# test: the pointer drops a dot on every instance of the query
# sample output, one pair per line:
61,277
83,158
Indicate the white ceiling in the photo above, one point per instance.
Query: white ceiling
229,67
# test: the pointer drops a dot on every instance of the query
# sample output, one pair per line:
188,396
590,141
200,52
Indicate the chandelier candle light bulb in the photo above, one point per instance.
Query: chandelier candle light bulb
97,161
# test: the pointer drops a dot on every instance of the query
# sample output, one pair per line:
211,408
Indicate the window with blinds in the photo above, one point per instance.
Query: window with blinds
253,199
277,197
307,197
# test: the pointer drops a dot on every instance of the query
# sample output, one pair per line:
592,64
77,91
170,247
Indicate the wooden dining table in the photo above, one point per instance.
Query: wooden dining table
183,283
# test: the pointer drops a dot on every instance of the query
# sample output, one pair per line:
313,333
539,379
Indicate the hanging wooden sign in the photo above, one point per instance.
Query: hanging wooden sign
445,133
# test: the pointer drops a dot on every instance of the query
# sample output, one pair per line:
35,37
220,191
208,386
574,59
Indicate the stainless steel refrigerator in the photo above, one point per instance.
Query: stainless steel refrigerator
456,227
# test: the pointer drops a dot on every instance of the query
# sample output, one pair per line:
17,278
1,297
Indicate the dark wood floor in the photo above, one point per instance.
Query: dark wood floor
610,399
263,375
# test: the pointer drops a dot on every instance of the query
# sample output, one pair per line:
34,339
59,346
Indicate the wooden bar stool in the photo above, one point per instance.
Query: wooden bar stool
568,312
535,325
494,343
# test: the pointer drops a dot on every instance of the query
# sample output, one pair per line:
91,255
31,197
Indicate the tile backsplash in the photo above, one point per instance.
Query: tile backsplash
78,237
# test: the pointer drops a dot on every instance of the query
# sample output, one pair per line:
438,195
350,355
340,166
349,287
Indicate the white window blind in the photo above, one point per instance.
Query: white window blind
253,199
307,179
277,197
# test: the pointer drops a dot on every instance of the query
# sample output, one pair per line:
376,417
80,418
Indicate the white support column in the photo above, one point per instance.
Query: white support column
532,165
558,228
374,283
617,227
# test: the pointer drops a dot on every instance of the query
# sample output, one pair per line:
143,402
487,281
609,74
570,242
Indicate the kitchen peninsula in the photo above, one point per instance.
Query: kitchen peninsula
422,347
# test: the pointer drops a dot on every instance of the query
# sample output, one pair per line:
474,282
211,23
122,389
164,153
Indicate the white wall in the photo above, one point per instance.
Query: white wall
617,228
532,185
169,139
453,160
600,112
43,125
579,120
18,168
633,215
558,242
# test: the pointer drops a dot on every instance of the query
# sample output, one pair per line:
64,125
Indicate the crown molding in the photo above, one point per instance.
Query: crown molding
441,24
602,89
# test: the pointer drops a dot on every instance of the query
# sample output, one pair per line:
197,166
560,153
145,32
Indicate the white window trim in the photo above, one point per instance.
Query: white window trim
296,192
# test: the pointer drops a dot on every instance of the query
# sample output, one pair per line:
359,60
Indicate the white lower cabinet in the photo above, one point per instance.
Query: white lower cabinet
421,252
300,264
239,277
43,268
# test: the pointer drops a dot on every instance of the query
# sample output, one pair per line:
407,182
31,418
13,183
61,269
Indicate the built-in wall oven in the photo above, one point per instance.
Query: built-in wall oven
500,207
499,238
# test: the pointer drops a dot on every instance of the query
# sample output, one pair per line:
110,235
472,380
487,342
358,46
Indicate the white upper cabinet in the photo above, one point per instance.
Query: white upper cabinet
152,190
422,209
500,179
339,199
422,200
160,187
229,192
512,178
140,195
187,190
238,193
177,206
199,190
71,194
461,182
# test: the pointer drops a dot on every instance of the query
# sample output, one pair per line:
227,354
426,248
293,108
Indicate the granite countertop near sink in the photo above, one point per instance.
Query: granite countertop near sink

**Problem**
Output the data above exactly, please, line for line.

**In response**
# test: the pointer drops a dot on every instance of the query
# sample output, one pair per line:
61,277
83,158
Indicate the white ceiling in the photo above, one point per instance.
Query: white ceiling
229,67
# test: the pointer drops a dot on every instance of the query
# sample output, one pair per line:
188,396
590,141
200,52
Indicate the chandelier candle light bulb in the photo above, one point per instance.
Query: chandelier candle light bulb
97,161
# test: the pointer drops a dot on every instance of the query
# sample output, one pair per line:
211,408
Indicate the window with blinds in the photo above, one point per instance.
Query: window with blinds
253,199
277,197
307,197
# test: the pointer drops a dot on every instance of the query
# sample output, one pair per line:
592,64
77,91
170,247
Indicate the wooden dining table in the photo above, one point per instance.
Query: wooden dining table
183,283
# test: the pointer drops a dot on every instance of the query
# sample output, one pair per line:
313,333
539,379
Indicate the hanging wooden sign in the photo above, one point per instance.
Query: hanging wooden sign
445,133
# test: the pointer drops a dot on every instance of the query
# sample output, one pair per line:
35,37
220,191
208,386
574,59
Indicate the stainless steel refrigerator in the photo above, one point per instance.
Query: stainless steel refrigerator
456,227
# test: the pointer drops a dot on every instance of the query
# sample output, one pair per line:
17,278
1,297
Indicate the dark wood floor in the photo above, one point per instance.
Query: dark wood floor
610,399
263,375
# test: the pointer drops a dot on every instance of the query
# sample output, one pair per line:
34,339
59,346
Indicate the wooden bar stool in the photo above, one point per instance.
Query: wooden bar stool
568,312
535,325
494,343
# test: the pointer drops a dot on every instance of the query
# sample output, one pair per line:
91,255
31,197
Indicate the tile backsplash in the photo above, one point per instance.
Query: tile backsplash
78,237
# test: the pointer drops a dot on every instance of the query
# sample output, one pair per line:
438,195
350,355
340,166
349,287
Indicate the white window blind in the photo above, one point per instance.
Query: white window blind
253,199
307,179
277,197
# test: the pointer drops a dot on every instance of the query
# sample output, one pair per line:
376,417
80,418
Indicate the white support column in the photo above, one point per instance.
Query: white support column
532,165
558,228
374,283
617,227
# test: the pointer drops a dot on every instance of the query
# sample output, one pair per line:
143,402
487,281
609,74
570,242
Indicate the kitchen peninsula in the photo above, one point per instance.
Query: kitchen peninsula
422,347
# test: the pointer drops a dot on every instance of the query
# sample output, one pair per line:
474,282
211,23
122,389
164,153
Indicate the white wall in the photo above, one point per instance.
Query: white wall
617,228
532,185
169,139
453,160
600,112
43,125
579,120
18,168
633,215
558,242
# test: the pointer drops a dot on every instance of the query
# sample output, one pair per line:
64,125
Indicate the crown molding in the photo above, one point per instance.
Query: crown molding
441,24
602,89
# test: the pointer drops a dot on every instance of the query
# sample output, one pair per line:
197,166
560,153
145,32
Indicate the white window trim in the photo above, one point per instance.
Query: white window trim
296,192
# test: the pointer drops a dot on every instance of the query
# sample output, one pair per line:
359,60
Indicate the white lower cabinet in the photo above, one point per instance.
Query: white lower cabinet
421,252
300,264
239,277
43,268
# test: the pointer drops a dot on every instance of the query
# sample output, one pair per line:
407,182
31,418
13,183
61,269
Indicate the built-in wall oven in the photo above, one point per instance.
Query: built-in wall oven
500,207
499,238
# test: the pointer drops a dot on every instance of the query
# sample output, one pair per line:
110,235
472,380
487,342
358,46
Indicate the white upper cabinet in the photo above, one point per instance.
Query: white upper cabinet
152,190
422,209
500,179
339,199
422,200
160,187
229,192
512,178
140,195
187,190
238,193
177,206
199,190
71,194
461,182
# test: the pointer drops a dot on every instance of the query
# sample output, one pair per line:
227,354
426,248
293,108
Indicate the granite countertop near sink in the photo above, one point per instance.
Query: granite countertop near sink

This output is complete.